### REQUIRED WORK
1. In the programming languages discussion, what was Harry Potter written with?
2. Please reproduce the programming languages discussion word for word, from "1. how easy" up to and including "it becomes unusable?".
3. Carry on the programming languages discussion from the point where it stops.

### QUOTED PASSAGE
╭──
If your point is that language alone isn't gonna decide much, that's probably mostly right. FB used/uses PHP. Harry Potter was written on pen and paper. I don't think either is much of an argument about tools.

You are absolutely right. However, if you use a cluttered language with a dozen choices for a data structure or concurrency (as far as I know Ruby is not one of them), you'll run into many accidental problems before you even get to solving your business domain problem.
It goes hand in hand. Back in the days people said lisp in newbies hands will be backfire, but handled by those with abstraction skills it will give you ability to express things you cannot with other systems.

Many here agree that technology should not matter, but it does at one point. Some trait of the culture behind and around languages are very very important. Lisp tree recursion, "lexicality" and ad-hoc genericity is not present in other languages. Immutability in the ml land (even though side effects are permitted in some) is also something few people have to live in and understand.

Both these things give you new idioms, hints, point of view about how to solve problems. It also sheds light on the other ones.

I'm not really a programmer. All my training is in abstract math so whenever I see people arguing over language X and Y it always seems weird to me. I don't write code until I've sketched things out with pencil and paper and by necessity I have to disentagle the syntax of the language from the essence of the problem. Turns out when I do things that way translating the solution back into a language X ends up being the easy part and it really doesn't matter what the target language ends up being. Adding macros and types just shifts how I encode the solution and in no way affects its abstract formulation.

So I don't think it goes hand in hand. The fundamental bottleneck is always what's in your head.

> just shifts how I encode the solution

And this is actually the most important thing in industry software development.

It affects:

1. how easy it is to modify an existing codebase: eg., can you add feature X before your competitor even after you app grew to 1M LOC?

2. how easy it is for a new developer to start working productively on you codebase

3. how stable your software is: do modifications introduce subtle bugs that make the whole thing more and more unstable until it becomes unusable?
╰──
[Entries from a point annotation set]
╭──
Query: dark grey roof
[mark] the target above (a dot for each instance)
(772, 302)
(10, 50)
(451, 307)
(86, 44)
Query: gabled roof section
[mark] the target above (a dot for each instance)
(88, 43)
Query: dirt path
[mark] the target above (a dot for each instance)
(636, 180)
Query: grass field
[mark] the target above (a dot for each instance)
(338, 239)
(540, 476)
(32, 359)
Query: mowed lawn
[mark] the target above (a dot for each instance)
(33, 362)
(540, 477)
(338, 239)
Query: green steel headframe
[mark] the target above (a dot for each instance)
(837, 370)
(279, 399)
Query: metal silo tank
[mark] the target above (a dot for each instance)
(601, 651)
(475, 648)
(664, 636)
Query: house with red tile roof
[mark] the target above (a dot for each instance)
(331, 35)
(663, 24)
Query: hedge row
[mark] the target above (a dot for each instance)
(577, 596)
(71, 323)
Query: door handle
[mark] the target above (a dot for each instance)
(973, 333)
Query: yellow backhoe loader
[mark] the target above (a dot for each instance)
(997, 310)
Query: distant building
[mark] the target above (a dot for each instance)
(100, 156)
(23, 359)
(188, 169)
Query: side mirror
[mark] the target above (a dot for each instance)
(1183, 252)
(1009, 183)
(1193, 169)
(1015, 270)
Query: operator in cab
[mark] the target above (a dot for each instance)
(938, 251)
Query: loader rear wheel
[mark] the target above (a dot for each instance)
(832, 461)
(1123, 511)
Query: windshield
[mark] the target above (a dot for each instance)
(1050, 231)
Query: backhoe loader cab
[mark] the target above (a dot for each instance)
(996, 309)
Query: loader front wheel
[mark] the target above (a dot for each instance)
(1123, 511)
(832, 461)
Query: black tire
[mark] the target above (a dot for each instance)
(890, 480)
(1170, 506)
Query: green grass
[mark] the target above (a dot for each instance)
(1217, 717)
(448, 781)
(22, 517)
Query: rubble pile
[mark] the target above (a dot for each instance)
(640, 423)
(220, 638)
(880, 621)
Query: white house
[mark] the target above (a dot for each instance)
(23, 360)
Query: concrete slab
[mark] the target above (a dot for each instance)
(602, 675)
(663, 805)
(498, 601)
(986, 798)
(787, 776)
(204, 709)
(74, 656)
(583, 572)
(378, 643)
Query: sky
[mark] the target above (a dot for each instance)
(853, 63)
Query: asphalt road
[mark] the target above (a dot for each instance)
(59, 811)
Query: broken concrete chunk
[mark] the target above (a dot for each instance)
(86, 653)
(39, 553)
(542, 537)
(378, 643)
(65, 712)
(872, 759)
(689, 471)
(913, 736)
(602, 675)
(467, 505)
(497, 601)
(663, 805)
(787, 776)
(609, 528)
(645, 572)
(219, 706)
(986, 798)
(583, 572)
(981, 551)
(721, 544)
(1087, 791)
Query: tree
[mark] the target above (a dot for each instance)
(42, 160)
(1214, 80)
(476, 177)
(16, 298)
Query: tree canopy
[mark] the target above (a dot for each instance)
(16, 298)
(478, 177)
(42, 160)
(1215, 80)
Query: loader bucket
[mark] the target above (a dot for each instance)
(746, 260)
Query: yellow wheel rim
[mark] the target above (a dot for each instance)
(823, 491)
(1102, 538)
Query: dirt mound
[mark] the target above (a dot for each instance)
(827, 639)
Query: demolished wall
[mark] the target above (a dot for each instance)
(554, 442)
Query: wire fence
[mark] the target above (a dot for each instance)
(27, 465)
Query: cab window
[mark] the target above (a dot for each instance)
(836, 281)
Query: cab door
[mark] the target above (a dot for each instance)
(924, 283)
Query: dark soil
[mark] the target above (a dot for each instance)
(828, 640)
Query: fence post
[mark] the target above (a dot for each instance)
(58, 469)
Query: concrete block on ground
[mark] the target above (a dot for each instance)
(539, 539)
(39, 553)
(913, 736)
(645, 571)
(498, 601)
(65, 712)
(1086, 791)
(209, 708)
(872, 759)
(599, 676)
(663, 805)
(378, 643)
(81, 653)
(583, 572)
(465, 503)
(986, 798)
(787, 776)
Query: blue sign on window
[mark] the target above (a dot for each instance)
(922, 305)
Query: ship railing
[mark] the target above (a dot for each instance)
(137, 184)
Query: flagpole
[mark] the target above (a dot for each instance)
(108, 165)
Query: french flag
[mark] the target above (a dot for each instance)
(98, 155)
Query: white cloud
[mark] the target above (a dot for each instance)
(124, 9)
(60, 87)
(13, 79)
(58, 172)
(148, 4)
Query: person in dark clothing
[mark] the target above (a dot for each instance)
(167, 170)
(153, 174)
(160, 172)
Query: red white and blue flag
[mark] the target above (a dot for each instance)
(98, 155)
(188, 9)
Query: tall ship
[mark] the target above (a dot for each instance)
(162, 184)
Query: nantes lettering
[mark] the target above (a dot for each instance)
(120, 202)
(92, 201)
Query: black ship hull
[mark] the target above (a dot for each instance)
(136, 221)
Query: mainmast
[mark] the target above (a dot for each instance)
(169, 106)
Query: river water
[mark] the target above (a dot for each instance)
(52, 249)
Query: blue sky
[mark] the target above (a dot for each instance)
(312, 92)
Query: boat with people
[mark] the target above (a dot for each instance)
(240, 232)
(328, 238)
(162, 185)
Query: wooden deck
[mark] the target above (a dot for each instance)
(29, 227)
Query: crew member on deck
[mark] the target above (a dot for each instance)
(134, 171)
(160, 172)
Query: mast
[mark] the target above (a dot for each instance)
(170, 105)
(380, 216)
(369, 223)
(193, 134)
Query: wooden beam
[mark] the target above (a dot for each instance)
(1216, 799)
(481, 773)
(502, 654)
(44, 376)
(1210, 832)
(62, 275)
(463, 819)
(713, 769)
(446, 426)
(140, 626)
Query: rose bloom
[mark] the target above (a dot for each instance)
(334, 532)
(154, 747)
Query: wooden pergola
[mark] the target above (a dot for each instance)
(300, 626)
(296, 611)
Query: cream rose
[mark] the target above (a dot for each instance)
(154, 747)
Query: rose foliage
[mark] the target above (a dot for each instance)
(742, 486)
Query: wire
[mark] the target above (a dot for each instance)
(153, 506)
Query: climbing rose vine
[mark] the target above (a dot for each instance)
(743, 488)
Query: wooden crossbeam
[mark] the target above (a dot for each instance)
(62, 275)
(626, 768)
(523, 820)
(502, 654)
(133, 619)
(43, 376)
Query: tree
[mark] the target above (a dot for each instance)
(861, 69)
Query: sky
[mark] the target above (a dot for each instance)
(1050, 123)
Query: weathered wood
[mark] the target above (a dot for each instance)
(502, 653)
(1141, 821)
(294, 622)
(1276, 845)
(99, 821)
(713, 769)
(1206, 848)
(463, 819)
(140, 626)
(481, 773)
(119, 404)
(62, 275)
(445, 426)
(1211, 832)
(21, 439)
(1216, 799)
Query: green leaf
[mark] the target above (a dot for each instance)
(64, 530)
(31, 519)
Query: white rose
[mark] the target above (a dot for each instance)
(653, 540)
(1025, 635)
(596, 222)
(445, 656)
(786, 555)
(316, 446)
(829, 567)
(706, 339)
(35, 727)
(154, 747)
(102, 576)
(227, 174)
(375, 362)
╰──
### RESULTS OF THE EXERCISE
1. Pen and paper.

2.
1. how easy it is to modify an existing codebase: eg., can you add feature X before your competitor even after you app grew to 1M LOC?

2. how easy it is for a new developer to start working productively on you codebase

3. how stable your software is: do modifications introduce subtle bugs that make the whole thing more and more unstable until it becomes unusable?

3.
4. how secure your software is: how easy (read "cost effective") is it to write secure code without having to take 10x longer to do this?

From a business perspective, the "fundamental bottleneck is always what's in your head" problem can always be solved by temporarily hiring a few super-smart consultants with "bigger heads" that can get over this bottleneck, the rare times when you have the problem...

The rest of the time, the "shape of your code" is 100x times more important than the abstract formulation of an elegant solution. Because what you do 99% of the time is "re-shaping" existing code to do slightly different versions of what it already does, not solving interesting problems...

So yeah, at this level, languages can make all the difference!

This is approach is great for greenfield development, but when it comes to software maintenance I find myself having to think in terms of the target language so that I can formulate the right long-term solution for the codebase in question.
Yes, this is true. For maintenance projects I've noticed that before I can sketch things out I have to translate the existing codebase into the proper abstract domain but in my experience this is just an extra step and does not negate the general approach of thinking in a domain that is completely free of programming language related issues.
But depending on the language you intend to use, you may approach the problem from a different angle. A Lisp solution may look very different from a Python or C solution.
The same is true in maths as well.
A way from your formal specification of a solution down to a particular language set of features can be enormously long.

A trivial example can be translating a formal grammar - codified as just few lines of BNF - into a low level language (say, C, or Java). Good if your grammar can be expressed as recursive descent directly, and even in this case you'll end up spitting out hundreds of lines of code, most likely making a lot stupid mistakes.

So, language does matter a lot. BNF is a right language for this task. C or Java are not right, period. Programmers should not waste their precious time translating abstract concepts down to the boring languages minutiae - they must always use the same level of abstraction as their problem domain requires.

> I'm not really a programmer. All my training is in abstract math

Back in mainframe days, that training would've been the easiest way to get work as a programmer. Nowadays, much "programming" is gluing together pre-written open source stuff using glue languages like Bash, Javascript or Groovy by staff who entered programming as business people transferring from other departments then left a big mess for someone else to clean up when they used their embellished experience to get another job, probably with "architect" in its job title, somewhere else. If you've done any hobbyist stuff using something like Lisp or Haskell, then think twice before saying you're "not really" a programmer.

> and by necessity I have to disentangle the syntax of the language from the essence of the problem.

Doing that is why programmers prefer different languages, some language allow that to be easier than others do. Some language allow a much more direct expression of the essence of the problem.

> Adding macros and types just shifts how I encode the solution and in no way affects its abstract formulation.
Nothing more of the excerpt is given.